WORK INSTRUCTION:
Every entry has to be restated word for word.

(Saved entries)
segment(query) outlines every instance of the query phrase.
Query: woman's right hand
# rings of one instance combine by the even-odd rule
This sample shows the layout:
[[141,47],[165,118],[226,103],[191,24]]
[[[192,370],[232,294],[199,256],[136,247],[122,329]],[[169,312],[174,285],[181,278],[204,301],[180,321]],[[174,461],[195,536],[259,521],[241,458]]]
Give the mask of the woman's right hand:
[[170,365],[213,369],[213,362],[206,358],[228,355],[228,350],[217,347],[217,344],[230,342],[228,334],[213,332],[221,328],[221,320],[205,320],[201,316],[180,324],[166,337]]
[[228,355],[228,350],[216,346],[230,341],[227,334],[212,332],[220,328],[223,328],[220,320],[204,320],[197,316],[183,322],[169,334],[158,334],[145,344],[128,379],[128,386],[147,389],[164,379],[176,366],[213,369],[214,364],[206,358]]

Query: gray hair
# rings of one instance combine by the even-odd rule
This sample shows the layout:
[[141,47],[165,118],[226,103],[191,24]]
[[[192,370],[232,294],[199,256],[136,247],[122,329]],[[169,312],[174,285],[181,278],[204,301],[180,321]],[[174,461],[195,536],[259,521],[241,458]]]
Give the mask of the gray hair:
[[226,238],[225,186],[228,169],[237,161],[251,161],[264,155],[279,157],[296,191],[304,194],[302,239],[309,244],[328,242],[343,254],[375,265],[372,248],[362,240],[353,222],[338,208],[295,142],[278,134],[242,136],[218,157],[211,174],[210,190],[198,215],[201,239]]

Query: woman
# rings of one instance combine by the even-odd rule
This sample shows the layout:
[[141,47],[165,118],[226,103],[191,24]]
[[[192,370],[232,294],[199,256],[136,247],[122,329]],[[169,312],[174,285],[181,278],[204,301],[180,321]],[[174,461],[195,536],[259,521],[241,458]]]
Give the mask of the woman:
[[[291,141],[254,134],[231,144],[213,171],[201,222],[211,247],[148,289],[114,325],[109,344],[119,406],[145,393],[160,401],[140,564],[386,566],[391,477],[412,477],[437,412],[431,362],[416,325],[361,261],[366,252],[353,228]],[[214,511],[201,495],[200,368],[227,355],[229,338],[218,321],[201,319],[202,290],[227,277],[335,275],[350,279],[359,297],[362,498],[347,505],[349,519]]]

RESPONSE:
segment(query) outlines every instance of the query phrase.
Query: woman's right hand
# rings of one instance combine by the even-odd rule
This sample shows the layout:
[[141,47],[165,118],[226,103],[191,24]]
[[[192,370],[232,294],[199,256],[136,247],[122,329]],[[169,312],[174,285],[181,278],[204,301],[180,321]],[[174,461],[195,536],[259,521],[241,458]]]
Give the mask of the woman's right hand:
[[170,365],[213,369],[213,362],[206,358],[228,355],[228,350],[217,347],[217,344],[230,342],[228,334],[213,332],[221,328],[221,320],[205,320],[201,316],[180,324],[166,337]]
[[228,355],[228,350],[216,346],[230,341],[227,334],[212,332],[220,328],[223,328],[220,320],[204,320],[197,316],[183,322],[169,334],[158,334],[145,344],[128,379],[128,386],[147,389],[164,379],[176,366],[213,369],[214,364],[206,358]]

Query: gray hair
# rings of one instance combine by the even-odd rule
This sample shows the layout:
[[141,47],[165,118],[226,103],[191,24]]
[[[192,370],[232,294],[199,256],[136,247],[122,329]],[[169,312],[174,285],[181,278],[204,301],[180,321]],[[174,461],[195,536],[259,521],[241,458]]]
Give the mask of the gray hair:
[[226,238],[225,186],[228,169],[237,161],[251,161],[264,155],[279,157],[296,191],[304,194],[302,239],[309,244],[328,242],[343,254],[375,265],[372,248],[362,240],[353,222],[338,208],[295,142],[278,134],[242,136],[218,157],[211,174],[210,190],[198,215],[201,239]]

Query: woman
# rings of one instance combine by the even-odd rule
This sample shows the layout:
[[141,47],[165,118],[226,103],[191,24]]
[[[192,370],[232,294],[199,256],[136,247],[122,329]],[[169,312],[174,285],[181,278],[204,301],[180,321]],[[174,461],[195,536],[259,521],[241,458]]]
Give the mask of the woman:
[[[291,141],[254,134],[231,144],[213,171],[201,222],[211,247],[148,289],[114,325],[109,344],[119,406],[145,393],[160,401],[140,564],[386,566],[391,477],[412,477],[437,412],[431,362],[416,325],[361,261],[366,252],[353,228]],[[214,511],[201,495],[200,368],[227,355],[229,338],[218,321],[201,319],[202,290],[227,277],[335,275],[350,279],[359,297],[362,498],[347,505],[349,519]]]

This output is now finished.